*GOAL OF THE EXERCISE*
Leaving nothing out, set down all the data exactly.

*RECORDS FOR PROCESSING*
-- Opening Marker --
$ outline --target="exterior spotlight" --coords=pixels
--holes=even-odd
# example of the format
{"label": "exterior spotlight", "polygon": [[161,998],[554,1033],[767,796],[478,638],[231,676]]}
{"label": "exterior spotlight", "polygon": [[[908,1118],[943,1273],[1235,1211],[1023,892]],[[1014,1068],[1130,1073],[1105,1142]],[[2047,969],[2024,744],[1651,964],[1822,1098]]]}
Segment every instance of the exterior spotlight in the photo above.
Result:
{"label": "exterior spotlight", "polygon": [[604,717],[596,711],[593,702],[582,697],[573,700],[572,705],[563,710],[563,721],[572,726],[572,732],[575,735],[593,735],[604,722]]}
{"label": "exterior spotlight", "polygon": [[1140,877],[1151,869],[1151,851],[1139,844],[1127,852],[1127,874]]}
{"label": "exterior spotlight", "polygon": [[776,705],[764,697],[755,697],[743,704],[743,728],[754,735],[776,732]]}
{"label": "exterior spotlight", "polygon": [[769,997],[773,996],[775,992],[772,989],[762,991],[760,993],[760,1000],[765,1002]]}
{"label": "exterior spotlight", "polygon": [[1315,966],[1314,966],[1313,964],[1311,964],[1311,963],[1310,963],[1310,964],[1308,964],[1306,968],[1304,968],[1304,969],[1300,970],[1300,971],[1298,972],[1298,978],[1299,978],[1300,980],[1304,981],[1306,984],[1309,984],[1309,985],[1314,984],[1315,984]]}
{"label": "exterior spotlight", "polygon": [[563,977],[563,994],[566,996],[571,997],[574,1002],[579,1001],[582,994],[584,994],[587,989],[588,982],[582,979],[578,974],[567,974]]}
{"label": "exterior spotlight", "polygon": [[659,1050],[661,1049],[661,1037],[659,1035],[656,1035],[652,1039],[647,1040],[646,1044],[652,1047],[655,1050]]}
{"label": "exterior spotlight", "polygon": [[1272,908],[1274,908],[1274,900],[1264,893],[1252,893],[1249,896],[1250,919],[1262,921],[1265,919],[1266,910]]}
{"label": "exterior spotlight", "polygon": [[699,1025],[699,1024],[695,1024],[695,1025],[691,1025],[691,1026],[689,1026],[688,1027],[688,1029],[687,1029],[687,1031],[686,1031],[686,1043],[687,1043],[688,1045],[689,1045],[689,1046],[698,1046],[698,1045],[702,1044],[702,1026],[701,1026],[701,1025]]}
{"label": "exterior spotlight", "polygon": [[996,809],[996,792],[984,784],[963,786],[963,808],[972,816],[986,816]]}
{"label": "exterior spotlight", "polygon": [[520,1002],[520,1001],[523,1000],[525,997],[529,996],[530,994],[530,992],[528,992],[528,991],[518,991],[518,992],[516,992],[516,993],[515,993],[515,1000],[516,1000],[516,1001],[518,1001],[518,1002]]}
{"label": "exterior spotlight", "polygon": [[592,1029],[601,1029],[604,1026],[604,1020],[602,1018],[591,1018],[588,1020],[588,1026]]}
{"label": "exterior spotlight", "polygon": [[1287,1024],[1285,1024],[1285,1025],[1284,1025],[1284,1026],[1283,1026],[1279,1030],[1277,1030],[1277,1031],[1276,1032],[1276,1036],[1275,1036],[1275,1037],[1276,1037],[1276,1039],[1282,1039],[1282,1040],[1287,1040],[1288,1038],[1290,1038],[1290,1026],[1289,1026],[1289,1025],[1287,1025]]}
-- Closing Marker --
*TASK RESPONSE*
$ outline --target="exterior spotlight" --coords=pixels
--holes=even-odd
# example of the format
{"label": "exterior spotlight", "polygon": [[161,998],[554,1033],[767,796],[478,638],[231,676]]}
{"label": "exterior spotlight", "polygon": [[[908,1118],[943,1273],[1235,1211],[1023,892]],[[1014,1068],[1130,1073],[1105,1142]],[[2047,969],[2024,744],[1651,964],[1822,1098]]]}
Segment every instance of the exterior spotlight in the photo above.
Result:
{"label": "exterior spotlight", "polygon": [[604,717],[596,711],[593,702],[582,697],[573,700],[572,705],[563,710],[563,721],[572,726],[572,732],[575,735],[593,735],[604,722]]}
{"label": "exterior spotlight", "polygon": [[1140,877],[1151,869],[1151,851],[1139,844],[1127,852],[1127,874]]}
{"label": "exterior spotlight", "polygon": [[776,705],[764,697],[755,697],[743,704],[743,728],[754,735],[776,732]]}
{"label": "exterior spotlight", "polygon": [[769,997],[773,996],[775,992],[772,989],[762,991],[760,993],[760,1000],[765,1002]]}
{"label": "exterior spotlight", "polygon": [[1315,966],[1314,966],[1313,964],[1311,964],[1311,963],[1310,963],[1310,964],[1308,964],[1306,968],[1304,968],[1304,969],[1300,970],[1300,971],[1298,972],[1298,978],[1299,978],[1300,980],[1304,981],[1306,984],[1309,984],[1309,985],[1314,984],[1315,984]]}
{"label": "exterior spotlight", "polygon": [[563,977],[563,994],[566,996],[571,997],[574,1002],[579,1001],[582,994],[584,994],[587,989],[588,982],[582,979],[578,974],[567,974]]}
{"label": "exterior spotlight", "polygon": [[659,1050],[661,1049],[661,1037],[659,1035],[656,1035],[652,1039],[647,1040],[646,1044],[652,1047],[655,1050]]}
{"label": "exterior spotlight", "polygon": [[1272,908],[1274,908],[1274,900],[1264,893],[1252,893],[1249,896],[1250,919],[1262,921],[1265,919],[1266,910]]}
{"label": "exterior spotlight", "polygon": [[699,1025],[699,1024],[695,1024],[695,1025],[691,1025],[691,1026],[689,1026],[688,1027],[688,1029],[687,1029],[687,1031],[686,1031],[686,1043],[687,1043],[688,1045],[689,1045],[689,1046],[698,1046],[698,1045],[702,1044],[702,1026],[701,1026],[701,1025]]}
{"label": "exterior spotlight", "polygon": [[996,809],[996,792],[984,784],[963,786],[963,808],[972,816],[986,816]]}
{"label": "exterior spotlight", "polygon": [[520,1002],[520,1001],[523,1000],[525,997],[529,996],[530,994],[530,992],[528,992],[528,991],[518,991],[518,992],[516,992],[516,993],[515,993],[515,1000],[516,1000],[516,1001],[518,1001],[518,1002]]}
{"label": "exterior spotlight", "polygon": [[592,1029],[601,1029],[604,1026],[604,1020],[602,1018],[591,1018],[588,1020],[588,1026]]}
{"label": "exterior spotlight", "polygon": [[1287,1024],[1285,1024],[1285,1025],[1284,1025],[1284,1026],[1283,1026],[1279,1030],[1277,1030],[1277,1031],[1276,1032],[1276,1036],[1275,1036],[1275,1037],[1276,1037],[1276,1039],[1282,1039],[1282,1040],[1287,1040],[1288,1038],[1290,1038],[1290,1026],[1289,1026],[1289,1025],[1287,1025]]}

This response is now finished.